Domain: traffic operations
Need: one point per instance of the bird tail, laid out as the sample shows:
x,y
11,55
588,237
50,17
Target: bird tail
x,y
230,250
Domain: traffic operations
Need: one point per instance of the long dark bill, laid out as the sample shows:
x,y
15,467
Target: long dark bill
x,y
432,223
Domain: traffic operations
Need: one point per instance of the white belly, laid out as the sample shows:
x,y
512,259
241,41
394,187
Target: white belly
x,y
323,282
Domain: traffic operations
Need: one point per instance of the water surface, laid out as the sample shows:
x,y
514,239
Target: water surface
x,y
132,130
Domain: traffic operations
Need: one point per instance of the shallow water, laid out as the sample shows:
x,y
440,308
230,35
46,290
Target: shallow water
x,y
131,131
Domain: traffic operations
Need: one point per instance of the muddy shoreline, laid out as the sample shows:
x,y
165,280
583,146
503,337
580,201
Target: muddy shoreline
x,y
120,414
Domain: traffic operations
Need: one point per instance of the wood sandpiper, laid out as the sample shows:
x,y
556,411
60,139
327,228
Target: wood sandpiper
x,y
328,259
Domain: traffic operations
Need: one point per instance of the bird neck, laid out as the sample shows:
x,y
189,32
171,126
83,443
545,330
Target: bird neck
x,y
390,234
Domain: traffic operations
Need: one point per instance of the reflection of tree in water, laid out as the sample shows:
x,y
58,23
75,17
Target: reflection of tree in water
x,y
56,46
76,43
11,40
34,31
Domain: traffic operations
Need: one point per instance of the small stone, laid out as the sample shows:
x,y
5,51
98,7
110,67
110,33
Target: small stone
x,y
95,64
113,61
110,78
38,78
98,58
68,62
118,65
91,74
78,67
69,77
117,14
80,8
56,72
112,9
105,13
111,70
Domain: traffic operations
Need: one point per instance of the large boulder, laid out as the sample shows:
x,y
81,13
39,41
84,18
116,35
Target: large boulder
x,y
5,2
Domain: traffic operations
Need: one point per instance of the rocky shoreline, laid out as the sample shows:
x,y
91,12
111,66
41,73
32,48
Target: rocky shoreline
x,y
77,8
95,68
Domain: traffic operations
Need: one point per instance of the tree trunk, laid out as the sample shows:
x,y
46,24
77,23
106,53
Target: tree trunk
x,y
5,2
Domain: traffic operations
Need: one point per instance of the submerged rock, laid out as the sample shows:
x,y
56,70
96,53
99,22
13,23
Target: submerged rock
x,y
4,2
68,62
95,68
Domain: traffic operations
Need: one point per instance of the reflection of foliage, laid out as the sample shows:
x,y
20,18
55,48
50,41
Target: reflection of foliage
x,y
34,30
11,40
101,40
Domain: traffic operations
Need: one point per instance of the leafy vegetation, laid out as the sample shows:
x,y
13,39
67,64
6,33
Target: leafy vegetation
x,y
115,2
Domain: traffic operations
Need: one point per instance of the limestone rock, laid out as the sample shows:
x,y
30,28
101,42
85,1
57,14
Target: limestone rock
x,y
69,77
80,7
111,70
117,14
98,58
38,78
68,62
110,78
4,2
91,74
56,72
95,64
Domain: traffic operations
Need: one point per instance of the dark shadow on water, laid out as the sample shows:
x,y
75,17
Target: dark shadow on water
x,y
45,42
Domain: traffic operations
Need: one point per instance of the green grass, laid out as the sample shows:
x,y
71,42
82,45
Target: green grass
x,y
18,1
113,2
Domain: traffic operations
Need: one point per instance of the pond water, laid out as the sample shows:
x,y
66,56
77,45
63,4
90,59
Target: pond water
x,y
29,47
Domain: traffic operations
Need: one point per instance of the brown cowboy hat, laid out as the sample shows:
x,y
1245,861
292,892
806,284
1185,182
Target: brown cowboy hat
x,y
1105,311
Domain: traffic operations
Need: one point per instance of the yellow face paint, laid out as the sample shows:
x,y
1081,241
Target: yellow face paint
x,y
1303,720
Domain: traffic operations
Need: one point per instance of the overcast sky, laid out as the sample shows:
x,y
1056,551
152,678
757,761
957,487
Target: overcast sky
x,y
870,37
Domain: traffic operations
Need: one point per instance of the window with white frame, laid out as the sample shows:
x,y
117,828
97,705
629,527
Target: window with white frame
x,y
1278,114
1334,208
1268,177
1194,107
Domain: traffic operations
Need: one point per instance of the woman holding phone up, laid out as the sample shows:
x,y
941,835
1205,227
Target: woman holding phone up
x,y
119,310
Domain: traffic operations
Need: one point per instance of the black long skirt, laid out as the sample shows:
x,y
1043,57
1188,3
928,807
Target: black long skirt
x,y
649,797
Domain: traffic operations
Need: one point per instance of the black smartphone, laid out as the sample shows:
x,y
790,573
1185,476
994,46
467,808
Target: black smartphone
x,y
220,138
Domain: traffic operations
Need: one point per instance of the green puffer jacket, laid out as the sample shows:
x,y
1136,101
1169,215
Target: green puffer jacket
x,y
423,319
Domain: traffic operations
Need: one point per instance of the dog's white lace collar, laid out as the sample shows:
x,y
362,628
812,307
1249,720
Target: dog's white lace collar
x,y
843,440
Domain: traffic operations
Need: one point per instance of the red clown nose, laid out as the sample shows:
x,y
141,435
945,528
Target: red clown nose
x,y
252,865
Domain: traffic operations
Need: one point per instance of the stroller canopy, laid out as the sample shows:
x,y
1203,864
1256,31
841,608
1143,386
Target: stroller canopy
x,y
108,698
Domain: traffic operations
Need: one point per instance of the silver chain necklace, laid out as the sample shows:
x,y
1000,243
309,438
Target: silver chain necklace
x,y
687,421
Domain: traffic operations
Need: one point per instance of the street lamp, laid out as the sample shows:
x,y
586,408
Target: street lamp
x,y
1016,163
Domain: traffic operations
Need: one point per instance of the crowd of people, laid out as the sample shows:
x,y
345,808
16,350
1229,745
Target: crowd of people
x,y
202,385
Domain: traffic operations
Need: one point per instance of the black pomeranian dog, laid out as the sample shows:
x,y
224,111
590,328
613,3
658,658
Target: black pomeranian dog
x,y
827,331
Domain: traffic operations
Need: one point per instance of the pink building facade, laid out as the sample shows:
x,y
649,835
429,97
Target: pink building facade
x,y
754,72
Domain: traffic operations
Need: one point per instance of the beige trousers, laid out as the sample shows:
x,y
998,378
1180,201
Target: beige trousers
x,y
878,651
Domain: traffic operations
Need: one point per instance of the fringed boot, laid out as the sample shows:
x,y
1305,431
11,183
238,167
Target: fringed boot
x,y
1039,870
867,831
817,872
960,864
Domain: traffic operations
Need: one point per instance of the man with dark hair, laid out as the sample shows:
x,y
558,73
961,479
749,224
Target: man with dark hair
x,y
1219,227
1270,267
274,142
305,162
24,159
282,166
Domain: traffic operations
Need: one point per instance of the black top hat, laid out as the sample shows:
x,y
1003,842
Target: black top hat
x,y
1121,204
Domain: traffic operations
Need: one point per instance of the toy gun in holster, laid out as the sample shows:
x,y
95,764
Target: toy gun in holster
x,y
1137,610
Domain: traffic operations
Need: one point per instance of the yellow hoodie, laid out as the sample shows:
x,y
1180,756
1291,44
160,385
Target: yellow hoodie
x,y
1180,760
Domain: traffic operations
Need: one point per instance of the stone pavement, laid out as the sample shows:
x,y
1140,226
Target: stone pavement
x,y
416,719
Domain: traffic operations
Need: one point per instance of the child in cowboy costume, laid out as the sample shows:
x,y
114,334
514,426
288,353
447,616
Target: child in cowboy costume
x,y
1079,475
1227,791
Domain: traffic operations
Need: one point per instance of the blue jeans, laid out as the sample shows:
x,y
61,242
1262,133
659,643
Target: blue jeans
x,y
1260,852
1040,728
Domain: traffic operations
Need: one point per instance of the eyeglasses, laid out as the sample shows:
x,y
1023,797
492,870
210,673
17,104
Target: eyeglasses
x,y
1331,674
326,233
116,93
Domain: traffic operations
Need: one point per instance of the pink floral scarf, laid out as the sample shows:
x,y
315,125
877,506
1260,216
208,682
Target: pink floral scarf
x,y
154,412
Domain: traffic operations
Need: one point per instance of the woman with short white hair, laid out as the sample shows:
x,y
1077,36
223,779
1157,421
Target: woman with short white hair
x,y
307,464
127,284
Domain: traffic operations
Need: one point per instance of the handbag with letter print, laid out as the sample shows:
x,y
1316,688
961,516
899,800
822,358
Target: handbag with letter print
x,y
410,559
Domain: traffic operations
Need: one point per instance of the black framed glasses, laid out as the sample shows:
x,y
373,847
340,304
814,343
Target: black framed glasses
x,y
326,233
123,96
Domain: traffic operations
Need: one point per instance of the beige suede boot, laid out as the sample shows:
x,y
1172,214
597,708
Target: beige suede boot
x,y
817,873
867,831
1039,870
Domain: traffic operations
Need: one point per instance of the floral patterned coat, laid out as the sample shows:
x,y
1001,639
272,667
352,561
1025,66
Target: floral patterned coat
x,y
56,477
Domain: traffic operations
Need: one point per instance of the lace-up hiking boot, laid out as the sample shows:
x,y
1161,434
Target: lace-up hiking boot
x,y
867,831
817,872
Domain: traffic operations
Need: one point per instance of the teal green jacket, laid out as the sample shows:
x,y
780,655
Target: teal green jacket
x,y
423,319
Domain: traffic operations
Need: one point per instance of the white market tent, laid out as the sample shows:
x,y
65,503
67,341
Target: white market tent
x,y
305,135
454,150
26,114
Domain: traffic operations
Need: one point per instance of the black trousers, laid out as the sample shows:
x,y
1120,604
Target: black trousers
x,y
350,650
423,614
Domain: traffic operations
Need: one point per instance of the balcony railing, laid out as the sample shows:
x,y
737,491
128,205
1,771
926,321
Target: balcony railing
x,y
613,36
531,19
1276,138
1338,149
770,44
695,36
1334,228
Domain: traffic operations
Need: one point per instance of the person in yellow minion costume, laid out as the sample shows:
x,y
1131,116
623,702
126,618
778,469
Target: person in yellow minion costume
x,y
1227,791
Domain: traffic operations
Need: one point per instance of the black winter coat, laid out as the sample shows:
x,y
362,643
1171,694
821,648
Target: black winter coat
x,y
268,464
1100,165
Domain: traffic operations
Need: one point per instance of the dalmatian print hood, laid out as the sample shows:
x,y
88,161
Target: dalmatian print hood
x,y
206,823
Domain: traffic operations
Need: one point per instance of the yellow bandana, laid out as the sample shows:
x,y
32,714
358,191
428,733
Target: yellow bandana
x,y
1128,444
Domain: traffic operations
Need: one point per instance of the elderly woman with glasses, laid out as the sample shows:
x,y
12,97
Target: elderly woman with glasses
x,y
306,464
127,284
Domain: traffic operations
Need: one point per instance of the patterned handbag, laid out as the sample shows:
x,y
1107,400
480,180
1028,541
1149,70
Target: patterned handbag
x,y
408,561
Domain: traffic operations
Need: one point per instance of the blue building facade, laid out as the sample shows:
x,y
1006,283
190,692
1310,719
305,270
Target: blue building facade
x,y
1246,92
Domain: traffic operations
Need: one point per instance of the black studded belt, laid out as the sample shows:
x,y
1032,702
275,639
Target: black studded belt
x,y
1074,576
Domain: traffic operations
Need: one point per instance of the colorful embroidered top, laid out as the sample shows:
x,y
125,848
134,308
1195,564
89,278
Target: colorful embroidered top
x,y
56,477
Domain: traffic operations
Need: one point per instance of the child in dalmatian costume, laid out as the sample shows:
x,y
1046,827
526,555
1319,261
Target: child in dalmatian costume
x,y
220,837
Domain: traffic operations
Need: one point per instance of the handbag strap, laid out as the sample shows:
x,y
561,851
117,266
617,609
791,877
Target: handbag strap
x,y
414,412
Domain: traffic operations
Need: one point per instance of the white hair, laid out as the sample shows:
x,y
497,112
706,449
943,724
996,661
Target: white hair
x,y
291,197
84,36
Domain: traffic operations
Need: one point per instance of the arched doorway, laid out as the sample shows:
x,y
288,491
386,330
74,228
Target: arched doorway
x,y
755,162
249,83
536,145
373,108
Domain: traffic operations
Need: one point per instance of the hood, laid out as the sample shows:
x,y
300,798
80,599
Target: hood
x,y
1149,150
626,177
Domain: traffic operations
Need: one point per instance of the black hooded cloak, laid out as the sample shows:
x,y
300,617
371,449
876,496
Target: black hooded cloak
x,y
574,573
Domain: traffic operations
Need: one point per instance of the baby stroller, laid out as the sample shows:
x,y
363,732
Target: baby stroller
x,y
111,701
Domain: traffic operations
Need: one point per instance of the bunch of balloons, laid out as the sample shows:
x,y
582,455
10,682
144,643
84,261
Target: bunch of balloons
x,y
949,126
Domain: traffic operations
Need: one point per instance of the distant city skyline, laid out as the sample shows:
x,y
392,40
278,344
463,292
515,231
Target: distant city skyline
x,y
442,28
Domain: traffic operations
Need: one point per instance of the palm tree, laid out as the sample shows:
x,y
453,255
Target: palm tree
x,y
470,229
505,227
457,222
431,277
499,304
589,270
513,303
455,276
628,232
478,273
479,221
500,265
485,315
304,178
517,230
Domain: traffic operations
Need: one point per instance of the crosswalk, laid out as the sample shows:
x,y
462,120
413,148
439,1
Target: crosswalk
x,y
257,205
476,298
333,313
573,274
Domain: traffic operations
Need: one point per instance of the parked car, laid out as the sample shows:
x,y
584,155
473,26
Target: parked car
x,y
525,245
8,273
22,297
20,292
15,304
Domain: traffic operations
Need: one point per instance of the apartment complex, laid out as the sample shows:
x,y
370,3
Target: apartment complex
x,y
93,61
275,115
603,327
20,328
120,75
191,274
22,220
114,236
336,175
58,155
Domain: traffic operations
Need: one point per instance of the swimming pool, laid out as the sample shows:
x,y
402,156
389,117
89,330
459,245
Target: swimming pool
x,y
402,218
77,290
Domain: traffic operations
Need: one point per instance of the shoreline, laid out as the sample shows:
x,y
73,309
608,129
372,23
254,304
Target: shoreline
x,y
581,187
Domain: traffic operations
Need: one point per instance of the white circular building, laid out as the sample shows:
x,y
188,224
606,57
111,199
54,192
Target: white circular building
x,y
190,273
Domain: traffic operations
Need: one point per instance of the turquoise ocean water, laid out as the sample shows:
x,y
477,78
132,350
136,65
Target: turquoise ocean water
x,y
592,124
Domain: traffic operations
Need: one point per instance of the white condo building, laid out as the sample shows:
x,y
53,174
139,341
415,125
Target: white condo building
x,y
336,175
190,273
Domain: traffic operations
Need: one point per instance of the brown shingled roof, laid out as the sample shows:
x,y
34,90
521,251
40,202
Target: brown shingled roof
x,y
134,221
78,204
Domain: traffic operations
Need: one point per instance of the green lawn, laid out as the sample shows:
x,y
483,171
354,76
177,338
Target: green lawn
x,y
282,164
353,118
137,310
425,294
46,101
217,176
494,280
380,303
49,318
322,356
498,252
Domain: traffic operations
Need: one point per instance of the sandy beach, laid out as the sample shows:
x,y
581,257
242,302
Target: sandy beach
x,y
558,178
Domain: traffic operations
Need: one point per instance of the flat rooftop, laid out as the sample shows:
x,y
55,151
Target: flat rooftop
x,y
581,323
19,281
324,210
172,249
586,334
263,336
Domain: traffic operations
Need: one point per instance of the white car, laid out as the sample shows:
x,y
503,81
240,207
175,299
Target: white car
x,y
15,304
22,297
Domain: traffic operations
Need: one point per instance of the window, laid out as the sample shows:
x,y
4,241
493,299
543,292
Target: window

....

**CHALLENGE**
Quote each line from the entries above that contains the string "hooded". Matching is case-sensitive.

**OUTPUT BELOW**
Need: one point per instance of the black hooded cloak, laid out as the sample shows:
Target: black hooded cloak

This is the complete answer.